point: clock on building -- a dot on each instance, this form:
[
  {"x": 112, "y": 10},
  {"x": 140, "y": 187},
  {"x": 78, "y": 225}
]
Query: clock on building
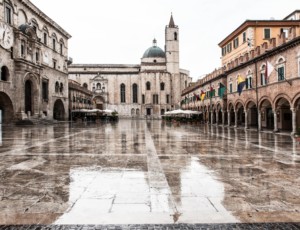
[{"x": 6, "y": 36}]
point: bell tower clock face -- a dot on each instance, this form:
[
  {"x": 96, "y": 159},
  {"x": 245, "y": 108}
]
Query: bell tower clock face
[{"x": 6, "y": 36}]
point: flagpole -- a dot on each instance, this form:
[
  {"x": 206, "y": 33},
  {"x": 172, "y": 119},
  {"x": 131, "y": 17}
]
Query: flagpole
[{"x": 256, "y": 91}]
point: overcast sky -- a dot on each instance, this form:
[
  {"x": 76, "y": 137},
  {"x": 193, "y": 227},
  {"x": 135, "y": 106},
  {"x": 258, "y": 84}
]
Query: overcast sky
[{"x": 119, "y": 31}]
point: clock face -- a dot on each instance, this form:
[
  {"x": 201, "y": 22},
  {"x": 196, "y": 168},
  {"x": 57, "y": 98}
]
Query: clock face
[
  {"x": 46, "y": 57},
  {"x": 6, "y": 36}
]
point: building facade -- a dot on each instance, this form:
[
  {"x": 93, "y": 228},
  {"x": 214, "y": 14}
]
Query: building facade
[
  {"x": 33, "y": 61},
  {"x": 270, "y": 98},
  {"x": 148, "y": 89},
  {"x": 79, "y": 97},
  {"x": 252, "y": 34}
]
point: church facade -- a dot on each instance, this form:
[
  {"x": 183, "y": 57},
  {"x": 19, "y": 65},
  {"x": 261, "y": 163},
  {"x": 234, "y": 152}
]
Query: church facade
[{"x": 148, "y": 89}]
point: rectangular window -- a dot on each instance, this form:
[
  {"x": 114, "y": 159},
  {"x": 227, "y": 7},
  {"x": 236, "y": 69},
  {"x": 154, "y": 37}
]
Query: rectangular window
# # # #
Starting at the line of the data above that contains "point: building facade" and ending at the final line of the data, rewrite those lines as a numbered list with blank lines left out.

Exercise result >>
1. point: building facade -- a dot on each instance, this form:
2. [
3.   {"x": 93, "y": 228},
4.   {"x": 214, "y": 14}
5. ]
6. Query: building facade
7. [
8.   {"x": 33, "y": 61},
9.   {"x": 270, "y": 98},
10.   {"x": 148, "y": 89},
11.   {"x": 79, "y": 97},
12.   {"x": 252, "y": 34}
13. ]
14. point: church facade -- a dot on each instance, this form:
15. [
16.   {"x": 183, "y": 57},
17.   {"x": 19, "y": 65},
18.   {"x": 261, "y": 163},
19.   {"x": 234, "y": 152}
20. ]
21. Query: church facade
22. [{"x": 148, "y": 89}]
23. point: rectangular window -- a dot on each instance, this form:
24. [
25.   {"x": 114, "y": 159},
26.   {"x": 227, "y": 7},
27.   {"x": 236, "y": 69},
28.   {"x": 154, "y": 37}
29. ]
30. Query: rectangular window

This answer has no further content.